## WORK TO BE COMPLETED
In the records below, switch every "Return the mask" to "Output the mask" and reproduce the lines with everything else unchanged, leaving out the pictures.

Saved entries
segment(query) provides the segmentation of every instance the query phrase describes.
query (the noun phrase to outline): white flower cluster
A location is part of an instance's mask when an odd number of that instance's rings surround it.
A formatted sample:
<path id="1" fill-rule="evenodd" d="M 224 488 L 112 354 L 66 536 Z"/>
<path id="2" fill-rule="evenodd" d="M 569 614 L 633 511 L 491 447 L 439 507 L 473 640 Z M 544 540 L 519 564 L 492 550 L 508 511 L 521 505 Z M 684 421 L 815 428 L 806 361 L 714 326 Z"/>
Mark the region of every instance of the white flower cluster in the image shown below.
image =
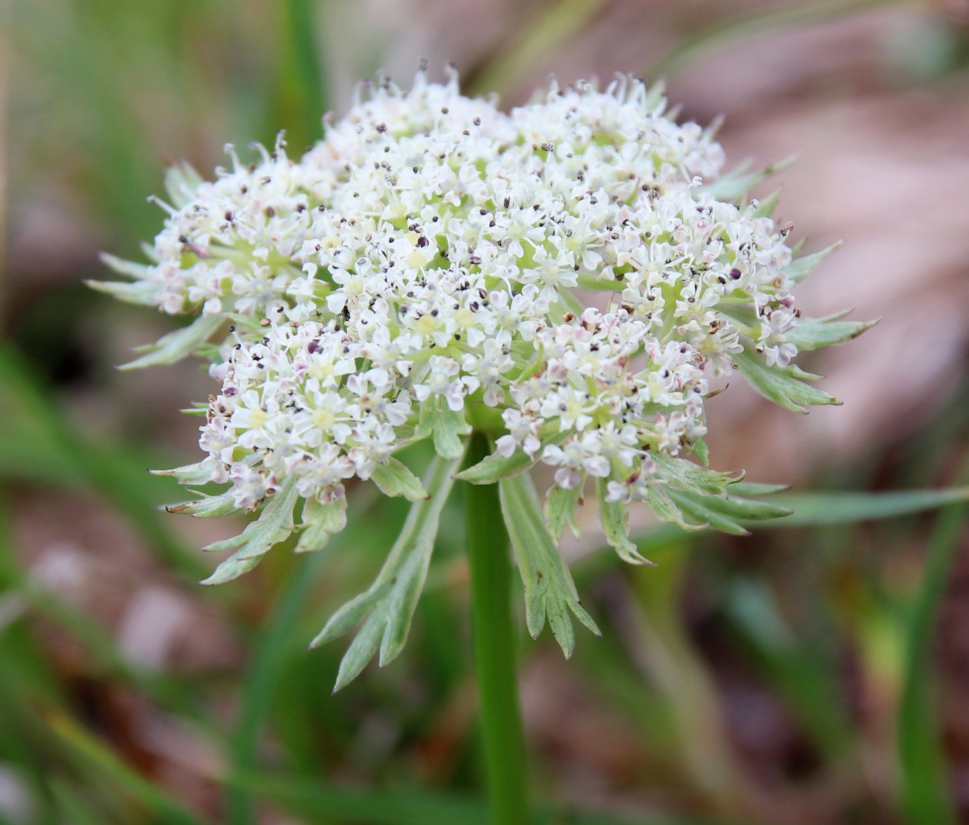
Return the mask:
<path id="1" fill-rule="evenodd" d="M 797 401 L 789 228 L 710 186 L 721 147 L 659 89 L 553 84 L 504 113 L 420 73 L 361 97 L 298 161 L 279 140 L 214 182 L 176 169 L 154 262 L 106 287 L 209 320 L 190 344 L 230 330 L 201 443 L 236 507 L 290 479 L 341 500 L 431 420 L 656 507 L 654 459 L 704 459 L 707 377 L 743 356 Z"/>

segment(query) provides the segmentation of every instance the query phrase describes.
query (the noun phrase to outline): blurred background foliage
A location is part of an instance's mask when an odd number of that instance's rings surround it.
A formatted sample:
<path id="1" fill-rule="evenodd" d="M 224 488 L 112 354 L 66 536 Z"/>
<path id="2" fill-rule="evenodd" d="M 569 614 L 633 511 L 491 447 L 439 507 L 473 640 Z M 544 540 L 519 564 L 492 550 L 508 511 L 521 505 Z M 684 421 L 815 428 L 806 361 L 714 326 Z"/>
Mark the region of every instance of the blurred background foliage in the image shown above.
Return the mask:
<path id="1" fill-rule="evenodd" d="M 655 568 L 594 529 L 566 548 L 605 638 L 565 662 L 522 629 L 540 820 L 969 821 L 963 507 L 839 492 L 969 482 L 957 0 L 0 0 L 0 821 L 486 821 L 460 502 L 406 653 L 330 697 L 341 650 L 306 644 L 371 580 L 399 503 L 360 490 L 325 556 L 203 592 L 195 548 L 233 528 L 160 513 L 180 494 L 145 468 L 194 460 L 174 411 L 211 384 L 117 374 L 166 321 L 81 286 L 157 229 L 167 159 L 308 143 L 356 79 L 407 83 L 421 56 L 509 105 L 550 71 L 665 75 L 685 116 L 728 115 L 735 161 L 801 153 L 782 219 L 809 248 L 849 239 L 805 300 L 883 317 L 810 365 L 844 408 L 802 419 L 739 387 L 711 407 L 716 466 L 827 491 L 797 523 L 643 522 Z"/>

## EXERCISE RESPONSE
segment(query) provides the segmentation of every instance the query phrase describes.
query (the noun phrase to outline): white flower cluster
A location is part of an instance's mask when an odd number of that instance's rings surround it.
A formatted sample:
<path id="1" fill-rule="evenodd" d="M 224 488 L 112 354 L 66 536 Z"/>
<path id="2" fill-rule="evenodd" d="M 569 614 L 633 511 L 491 447 L 439 507 L 473 640 Z M 544 540 L 519 564 L 492 550 L 508 511 L 521 505 Z M 684 421 L 815 428 L 806 361 L 714 326 Z"/>
Mark the region of every instance of the white flower cluster in the image shown below.
image =
Output the mask:
<path id="1" fill-rule="evenodd" d="M 797 401 L 789 228 L 710 186 L 721 147 L 659 89 L 553 84 L 504 113 L 420 73 L 361 97 L 298 161 L 279 140 L 214 182 L 176 169 L 154 262 L 106 287 L 209 320 L 190 344 L 230 330 L 201 443 L 236 507 L 290 479 L 341 500 L 431 420 L 656 507 L 654 459 L 704 459 L 707 377 L 743 356 Z"/>

segment(query) provides the segmentation of every instance the query phrase describes.
query (the noun phrase to outline): blurred background foliage
A location is part of an instance's mask when an odd number of that instance's rings surround it.
A formatted sample:
<path id="1" fill-rule="evenodd" d="M 224 488 L 112 354 L 66 536 Z"/>
<path id="2" fill-rule="evenodd" d="M 569 614 L 633 511 L 491 447 L 439 507 L 473 640 Z M 544 540 L 519 564 L 492 550 L 508 511 L 521 505 Z M 684 421 L 815 428 L 806 361 L 714 326 Z"/>
Mark the region of every instance of the blurred background foliage in the image shown above.
Output the mask:
<path id="1" fill-rule="evenodd" d="M 655 568 L 594 529 L 566 548 L 605 638 L 565 662 L 522 629 L 540 820 L 969 821 L 963 507 L 839 492 L 969 482 L 957 0 L 0 0 L 0 821 L 486 821 L 460 502 L 406 653 L 330 697 L 341 650 L 306 644 L 371 580 L 399 503 L 360 490 L 325 556 L 203 592 L 195 548 L 233 528 L 160 513 L 180 494 L 145 468 L 194 460 L 174 411 L 211 384 L 117 374 L 166 321 L 81 286 L 157 229 L 167 159 L 308 143 L 356 79 L 407 83 L 421 56 L 509 105 L 550 71 L 665 75 L 685 116 L 728 115 L 735 161 L 801 153 L 782 219 L 809 248 L 849 239 L 805 300 L 883 317 L 810 365 L 844 408 L 802 419 L 739 387 L 711 407 L 716 466 L 827 491 L 797 523 L 643 522 Z"/>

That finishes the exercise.